Referring expression data
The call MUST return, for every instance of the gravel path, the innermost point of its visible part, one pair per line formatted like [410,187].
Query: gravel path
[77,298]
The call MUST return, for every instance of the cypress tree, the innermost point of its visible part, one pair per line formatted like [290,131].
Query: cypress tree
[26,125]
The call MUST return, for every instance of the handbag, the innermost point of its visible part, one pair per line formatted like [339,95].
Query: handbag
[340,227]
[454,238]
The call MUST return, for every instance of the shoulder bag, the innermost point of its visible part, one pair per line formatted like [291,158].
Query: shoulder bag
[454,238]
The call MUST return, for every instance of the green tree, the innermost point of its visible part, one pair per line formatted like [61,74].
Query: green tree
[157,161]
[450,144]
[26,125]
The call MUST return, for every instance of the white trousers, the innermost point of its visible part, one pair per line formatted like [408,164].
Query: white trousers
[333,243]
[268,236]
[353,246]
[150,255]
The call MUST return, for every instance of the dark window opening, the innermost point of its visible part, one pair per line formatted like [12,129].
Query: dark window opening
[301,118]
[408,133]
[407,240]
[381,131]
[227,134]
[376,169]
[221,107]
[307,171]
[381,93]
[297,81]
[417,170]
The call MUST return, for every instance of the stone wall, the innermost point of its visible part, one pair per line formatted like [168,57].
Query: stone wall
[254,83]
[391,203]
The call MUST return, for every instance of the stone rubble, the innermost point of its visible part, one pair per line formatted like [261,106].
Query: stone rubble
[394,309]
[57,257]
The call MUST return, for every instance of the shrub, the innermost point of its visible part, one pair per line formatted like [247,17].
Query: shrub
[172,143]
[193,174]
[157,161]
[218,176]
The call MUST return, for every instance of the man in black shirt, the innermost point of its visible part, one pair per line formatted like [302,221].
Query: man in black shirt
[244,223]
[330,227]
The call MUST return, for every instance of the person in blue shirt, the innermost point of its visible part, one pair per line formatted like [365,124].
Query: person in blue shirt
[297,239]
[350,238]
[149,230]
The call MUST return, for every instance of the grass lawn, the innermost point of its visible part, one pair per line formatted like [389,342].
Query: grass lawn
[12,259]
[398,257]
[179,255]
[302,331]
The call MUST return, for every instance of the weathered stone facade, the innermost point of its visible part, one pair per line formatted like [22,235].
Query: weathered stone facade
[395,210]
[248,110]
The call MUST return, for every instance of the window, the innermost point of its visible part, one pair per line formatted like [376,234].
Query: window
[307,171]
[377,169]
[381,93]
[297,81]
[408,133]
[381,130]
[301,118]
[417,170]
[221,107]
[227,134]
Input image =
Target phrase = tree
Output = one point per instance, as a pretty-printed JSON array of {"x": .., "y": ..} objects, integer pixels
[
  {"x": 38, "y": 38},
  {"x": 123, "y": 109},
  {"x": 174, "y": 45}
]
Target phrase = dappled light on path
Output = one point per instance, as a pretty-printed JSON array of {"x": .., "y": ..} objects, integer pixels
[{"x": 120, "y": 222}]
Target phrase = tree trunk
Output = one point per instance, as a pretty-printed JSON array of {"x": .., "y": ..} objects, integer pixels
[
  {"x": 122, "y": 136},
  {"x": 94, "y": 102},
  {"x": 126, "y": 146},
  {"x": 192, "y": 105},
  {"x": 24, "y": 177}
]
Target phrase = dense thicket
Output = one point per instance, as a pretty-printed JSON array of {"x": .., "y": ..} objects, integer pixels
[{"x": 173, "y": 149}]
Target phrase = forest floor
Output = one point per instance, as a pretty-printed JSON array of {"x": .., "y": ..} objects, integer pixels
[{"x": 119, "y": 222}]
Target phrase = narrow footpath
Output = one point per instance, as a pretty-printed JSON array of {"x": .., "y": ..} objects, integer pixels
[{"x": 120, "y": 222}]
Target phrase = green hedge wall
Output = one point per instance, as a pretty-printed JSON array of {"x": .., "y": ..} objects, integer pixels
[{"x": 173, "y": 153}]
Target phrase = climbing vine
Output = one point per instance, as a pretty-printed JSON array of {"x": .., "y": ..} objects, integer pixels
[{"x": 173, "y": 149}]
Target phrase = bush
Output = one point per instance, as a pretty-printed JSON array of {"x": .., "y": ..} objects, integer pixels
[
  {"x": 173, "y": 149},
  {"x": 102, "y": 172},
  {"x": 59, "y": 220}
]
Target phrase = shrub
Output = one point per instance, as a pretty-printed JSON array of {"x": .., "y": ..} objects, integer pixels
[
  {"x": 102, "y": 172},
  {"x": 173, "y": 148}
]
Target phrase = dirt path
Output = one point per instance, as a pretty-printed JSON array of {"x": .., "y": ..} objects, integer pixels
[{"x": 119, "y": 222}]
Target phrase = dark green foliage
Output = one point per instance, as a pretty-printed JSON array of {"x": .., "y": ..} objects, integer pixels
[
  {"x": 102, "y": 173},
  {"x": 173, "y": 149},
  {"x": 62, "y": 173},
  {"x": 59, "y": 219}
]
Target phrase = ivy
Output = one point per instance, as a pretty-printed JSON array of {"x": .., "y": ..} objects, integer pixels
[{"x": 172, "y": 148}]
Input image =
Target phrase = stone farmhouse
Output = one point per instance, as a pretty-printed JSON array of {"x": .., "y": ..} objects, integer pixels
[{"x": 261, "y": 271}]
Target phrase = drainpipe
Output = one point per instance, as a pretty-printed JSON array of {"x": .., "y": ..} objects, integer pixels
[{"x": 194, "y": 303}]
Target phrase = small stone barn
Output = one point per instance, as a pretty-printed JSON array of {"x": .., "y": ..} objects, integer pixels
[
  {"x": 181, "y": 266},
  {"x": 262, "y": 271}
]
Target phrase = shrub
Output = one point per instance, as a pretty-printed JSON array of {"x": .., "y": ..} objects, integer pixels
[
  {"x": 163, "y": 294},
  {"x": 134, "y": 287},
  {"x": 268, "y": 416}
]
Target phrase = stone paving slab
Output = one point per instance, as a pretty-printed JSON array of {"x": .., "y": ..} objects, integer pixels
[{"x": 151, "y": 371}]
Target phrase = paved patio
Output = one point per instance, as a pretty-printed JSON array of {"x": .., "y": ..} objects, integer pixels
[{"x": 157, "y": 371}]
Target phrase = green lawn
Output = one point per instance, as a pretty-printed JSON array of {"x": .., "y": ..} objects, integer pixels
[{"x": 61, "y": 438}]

**What the exercise asks:** Precisely reproduce all the entries shown above.

**Your response:**
The call MUST return, for every instance of the gravel path, the innermost point of its visible part, one pair per line formatted like [410,187].
Query: gravel path
[77,298]
The call MUST return, for every instance of the cypress tree, the innermost point of its visible part, one pair per line formatted like [290,131].
Query: cypress tree
[26,125]
The call MUST return, for every instance of the handbag, the innermost point of its visible part, one pair per line formatted like [339,95].
Query: handbag
[340,227]
[454,238]
The call MUST return, for every instance of the shoulder bag, the innermost point of its visible part, one pair per line formatted like [291,158].
Query: shoulder bag
[454,238]
The call MUST return, for every instance of the green tree, the innermost point of its visible part, one pair per line formatted like [61,74].
Query: green tree
[157,161]
[450,144]
[26,125]
The call MUST return, for every instance of the white trousers, the innermost point of its visible part, one pair per line formatted like [408,164].
Query: white trousers
[333,243]
[268,236]
[353,246]
[150,255]
The call MUST return, for every instance of the dark window opening, the innermost point of its visible part, one pair per line formatted like [12,129].
Query: dark window opening
[301,118]
[408,133]
[407,240]
[381,131]
[227,134]
[376,169]
[221,107]
[307,171]
[381,93]
[297,81]
[417,170]
The call MUST return, for every instance of the stone wall, the innermost point of its visible part, one pair per line formatted like [168,57].
Query: stone wall
[254,83]
[391,203]
The call MUST return, for every instance of the stone rubble, the innermost point of its visible part, one pair per line formatted like [261,106].
Query: stone rubble
[394,309]
[57,257]
The call MUST return, for every instance of the shrub, the innermost point of its visible part, one pair per line formatted like [247,17].
Query: shrub
[172,143]
[193,174]
[157,161]
[218,176]
The call MUST return, for every instance of the man in black shirt, the innermost point of its visible part, one pair per line formatted like [302,221].
Query: man in black shirt
[244,223]
[330,227]
The call MUST return, for every instance of the person in blue shirt, the innermost point of its visible part, one pair per line formatted like [365,124].
Query: person in blue shirt
[297,239]
[350,238]
[149,230]
The call MUST return, for every instance of the grass lawn, the innermost point of its visible part, one pair per line formatted like [389,342].
Query: grass lawn
[12,259]
[398,257]
[179,255]
[302,331]
The call MUST return, for every instance of the weathered stone facade, the innermost point of its visible part, one pair per line formatted like [22,235].
Query: weathered stone facade
[395,210]
[248,110]
The call MUST return, for every instance of the window, the innermost point of its visible part, one pair per line formatted like [376,234].
Query: window
[307,171]
[377,169]
[381,93]
[297,81]
[408,133]
[381,130]
[301,118]
[417,170]
[221,107]
[227,134]
Input image =
Target phrase = tree
Output = one point per instance, as a pretty-printed JSON array of {"x": .., "y": ..} objects, integer pixels
[
  {"x": 38, "y": 38},
  {"x": 123, "y": 109},
  {"x": 174, "y": 45}
]
Target phrase = dappled light on path
Output = one point per instance, as a pretty-printed JSON array of {"x": .., "y": ..} objects, integer pixels
[{"x": 120, "y": 222}]
Target phrase = tree trunk
Output = one point per instance, as a pretty-printed JSON array of {"x": .., "y": ..} objects, integer pixels
[
  {"x": 122, "y": 136},
  {"x": 94, "y": 102},
  {"x": 126, "y": 146},
  {"x": 192, "y": 105},
  {"x": 24, "y": 177}
]
Target phrase = dense thicket
Output = one point per instance, as a pretty-printed JSON array of {"x": .., "y": ..} objects, integer pixels
[{"x": 173, "y": 149}]
Target phrase = forest floor
Output = one point per instance, as a pretty-printed JSON array of {"x": .., "y": ..} objects, integer pixels
[{"x": 119, "y": 222}]
Target phrase = narrow footpath
Output = one point per instance, as a pretty-printed JSON array of {"x": .., "y": ..} objects, integer pixels
[{"x": 120, "y": 222}]
Target phrase = green hedge wall
Output = one point per instance, as a pretty-printed JSON array of {"x": .., "y": ..} objects, integer pixels
[{"x": 173, "y": 153}]
Target phrase = climbing vine
Output = one point per instance, as a pretty-printed JSON array of {"x": .., "y": ..} objects, integer pixels
[{"x": 173, "y": 149}]
Target phrase = bush
Output = one point per instance, as a pretty-printed JSON array of {"x": .., "y": ..} objects, integer pixels
[
  {"x": 173, "y": 149},
  {"x": 102, "y": 172},
  {"x": 59, "y": 220}
]
Target phrase = shrub
Output = one point per instance, as a pretty-printed JSON array of {"x": .., "y": ..} objects, integer pixels
[
  {"x": 102, "y": 172},
  {"x": 173, "y": 148}
]
Target phrase = dirt path
Output = one point per instance, as a pretty-printed JSON array of {"x": .., "y": ..} objects, integer pixels
[{"x": 119, "y": 222}]
Target phrase = dark green foliage
Output = one point per instance, as a pretty-printed JSON array of {"x": .., "y": ..} objects, integer pixels
[
  {"x": 102, "y": 173},
  {"x": 173, "y": 149},
  {"x": 62, "y": 173},
  {"x": 59, "y": 219}
]
Target phrase = ivy
Output = one point per instance, as a pretty-printed JSON array of {"x": .., "y": ..} objects, integer pixels
[{"x": 172, "y": 148}]
Input image =
Target phrase = stone farmhouse
Output = one point per instance, as a pretty-printed JSON array of {"x": .., "y": ..} objects, integer pixels
[{"x": 261, "y": 271}]
Target phrase = drainpipe
Output = one point per instance, as a pretty-printed JSON array of {"x": .., "y": ..} objects, integer pixels
[{"x": 194, "y": 303}]
Target phrase = small stone barn
Output = one point per instance, as a pretty-printed JSON array of {"x": .., "y": ..} objects, integer pixels
[
  {"x": 181, "y": 266},
  {"x": 262, "y": 271}
]
Target phrase = shrub
Output = one point per instance, as a pretty-printed JSON array of {"x": .., "y": ..} objects, integer pixels
[
  {"x": 163, "y": 294},
  {"x": 134, "y": 287},
  {"x": 268, "y": 416}
]
Target phrase = stone paving slab
Output = one point per instance, as a pretty-printed JSON array of {"x": .., "y": ..} objects, integer pixels
[{"x": 151, "y": 371}]
Target phrase = paved patio
Output = one point per instance, as a pretty-printed JSON array of {"x": .., "y": ..} objects, integer pixels
[{"x": 157, "y": 371}]
Target phrase = green lawn
Output = one point per instance, as a pretty-printed JSON array of {"x": .., "y": ..} objects, integer pixels
[{"x": 61, "y": 438}]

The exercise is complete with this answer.